» **OBJECTIVE**
How many lines in the rows below contain the string "face", with case counting? Reply with the number alone.

:: PROVIDED MATERIAL ::

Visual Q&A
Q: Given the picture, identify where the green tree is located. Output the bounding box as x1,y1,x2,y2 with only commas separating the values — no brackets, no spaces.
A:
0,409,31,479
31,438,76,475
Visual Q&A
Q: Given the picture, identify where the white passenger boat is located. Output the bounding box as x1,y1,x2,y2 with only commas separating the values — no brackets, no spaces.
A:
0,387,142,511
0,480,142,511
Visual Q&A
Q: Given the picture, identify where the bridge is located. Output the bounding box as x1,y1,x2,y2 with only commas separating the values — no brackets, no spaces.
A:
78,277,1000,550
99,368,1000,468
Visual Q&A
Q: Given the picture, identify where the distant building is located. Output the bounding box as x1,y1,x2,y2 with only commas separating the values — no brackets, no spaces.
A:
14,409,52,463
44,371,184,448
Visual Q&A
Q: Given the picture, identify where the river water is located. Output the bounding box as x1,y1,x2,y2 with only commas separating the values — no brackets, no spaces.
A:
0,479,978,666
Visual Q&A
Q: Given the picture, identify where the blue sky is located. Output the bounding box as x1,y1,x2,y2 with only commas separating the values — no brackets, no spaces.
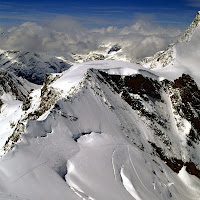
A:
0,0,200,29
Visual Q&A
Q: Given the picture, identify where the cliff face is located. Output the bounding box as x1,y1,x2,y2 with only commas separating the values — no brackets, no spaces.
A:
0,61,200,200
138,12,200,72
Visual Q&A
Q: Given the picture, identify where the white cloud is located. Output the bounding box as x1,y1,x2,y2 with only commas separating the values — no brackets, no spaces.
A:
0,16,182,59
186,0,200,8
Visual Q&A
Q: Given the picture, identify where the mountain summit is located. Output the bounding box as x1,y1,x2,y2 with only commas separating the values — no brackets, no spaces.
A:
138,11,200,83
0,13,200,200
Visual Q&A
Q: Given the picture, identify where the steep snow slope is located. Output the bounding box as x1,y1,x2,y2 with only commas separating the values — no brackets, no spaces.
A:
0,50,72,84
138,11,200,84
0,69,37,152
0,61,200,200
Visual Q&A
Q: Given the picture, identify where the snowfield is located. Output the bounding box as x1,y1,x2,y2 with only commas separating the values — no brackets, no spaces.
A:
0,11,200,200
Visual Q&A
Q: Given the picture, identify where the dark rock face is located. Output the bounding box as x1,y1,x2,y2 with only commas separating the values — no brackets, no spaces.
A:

:::
:: PROVIDED MATERIAL ::

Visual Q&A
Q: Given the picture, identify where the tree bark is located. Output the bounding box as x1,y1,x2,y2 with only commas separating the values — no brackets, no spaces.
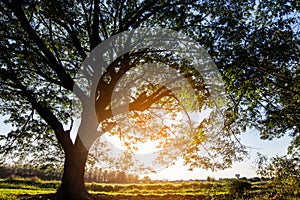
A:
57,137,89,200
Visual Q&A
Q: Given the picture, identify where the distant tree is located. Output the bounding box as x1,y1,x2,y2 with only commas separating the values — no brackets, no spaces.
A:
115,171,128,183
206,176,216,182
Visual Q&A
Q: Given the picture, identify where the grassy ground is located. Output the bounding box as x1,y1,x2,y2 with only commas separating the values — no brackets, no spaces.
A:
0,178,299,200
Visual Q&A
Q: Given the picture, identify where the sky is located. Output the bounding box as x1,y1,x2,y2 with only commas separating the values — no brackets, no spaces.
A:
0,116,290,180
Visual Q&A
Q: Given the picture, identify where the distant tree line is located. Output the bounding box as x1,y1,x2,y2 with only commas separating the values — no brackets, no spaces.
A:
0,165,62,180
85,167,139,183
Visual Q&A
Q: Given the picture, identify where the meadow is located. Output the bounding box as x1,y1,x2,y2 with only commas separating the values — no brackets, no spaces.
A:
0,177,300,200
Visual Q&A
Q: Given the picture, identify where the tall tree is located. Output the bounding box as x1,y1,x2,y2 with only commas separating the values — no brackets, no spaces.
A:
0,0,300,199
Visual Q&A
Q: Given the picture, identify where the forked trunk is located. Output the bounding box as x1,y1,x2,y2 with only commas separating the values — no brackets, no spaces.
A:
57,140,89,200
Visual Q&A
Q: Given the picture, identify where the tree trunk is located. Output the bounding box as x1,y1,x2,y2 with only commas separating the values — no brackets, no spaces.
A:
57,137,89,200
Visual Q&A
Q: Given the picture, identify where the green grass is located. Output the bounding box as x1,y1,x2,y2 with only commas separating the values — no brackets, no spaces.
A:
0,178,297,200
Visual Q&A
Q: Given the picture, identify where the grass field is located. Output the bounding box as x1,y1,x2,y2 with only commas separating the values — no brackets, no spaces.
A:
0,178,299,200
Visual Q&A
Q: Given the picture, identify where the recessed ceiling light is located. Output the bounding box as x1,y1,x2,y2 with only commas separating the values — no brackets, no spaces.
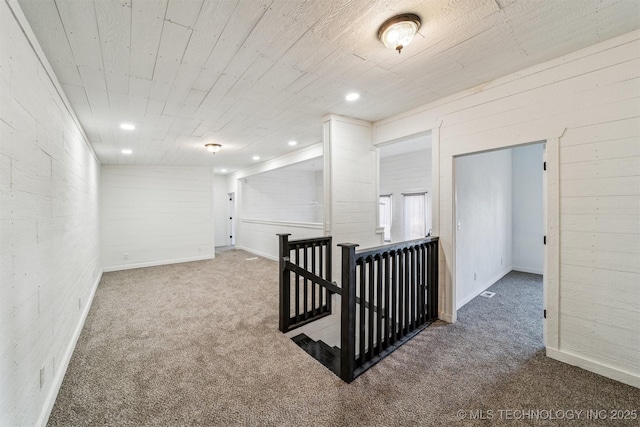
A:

:::
:: PROVIDED MATERIAL ::

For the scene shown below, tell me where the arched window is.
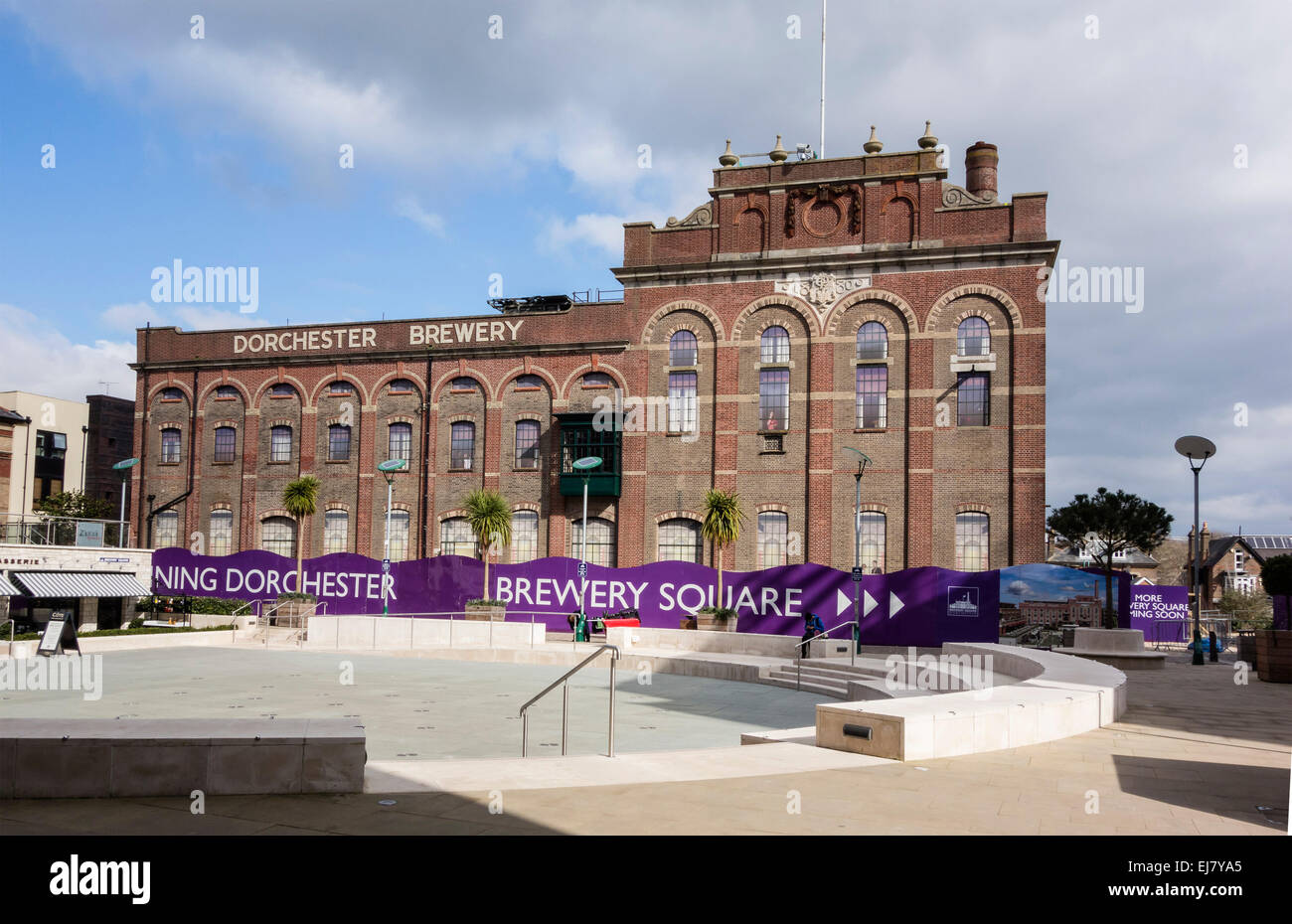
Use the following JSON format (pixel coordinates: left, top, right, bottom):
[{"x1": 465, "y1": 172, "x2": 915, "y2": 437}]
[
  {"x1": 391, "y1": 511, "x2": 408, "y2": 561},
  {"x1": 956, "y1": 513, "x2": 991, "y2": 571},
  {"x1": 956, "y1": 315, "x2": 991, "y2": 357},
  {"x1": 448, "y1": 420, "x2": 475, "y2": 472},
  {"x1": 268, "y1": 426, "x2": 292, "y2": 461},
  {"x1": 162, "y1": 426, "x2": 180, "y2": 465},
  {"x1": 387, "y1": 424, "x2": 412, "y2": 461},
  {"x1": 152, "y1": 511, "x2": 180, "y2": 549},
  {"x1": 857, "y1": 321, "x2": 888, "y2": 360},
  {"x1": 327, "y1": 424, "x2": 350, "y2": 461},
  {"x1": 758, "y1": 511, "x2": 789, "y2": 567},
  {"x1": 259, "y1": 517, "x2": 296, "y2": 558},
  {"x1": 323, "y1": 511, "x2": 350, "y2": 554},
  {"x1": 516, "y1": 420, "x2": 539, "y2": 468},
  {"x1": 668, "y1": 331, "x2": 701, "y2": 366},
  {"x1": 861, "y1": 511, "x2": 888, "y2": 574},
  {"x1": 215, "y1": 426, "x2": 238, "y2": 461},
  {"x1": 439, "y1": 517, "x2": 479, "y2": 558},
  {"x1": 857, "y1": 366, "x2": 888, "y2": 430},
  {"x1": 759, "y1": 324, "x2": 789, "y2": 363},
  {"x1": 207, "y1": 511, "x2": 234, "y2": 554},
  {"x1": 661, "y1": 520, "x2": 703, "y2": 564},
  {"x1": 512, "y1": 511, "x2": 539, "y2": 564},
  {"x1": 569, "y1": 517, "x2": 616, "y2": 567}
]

:::

» **CORRECT ANSWER**
2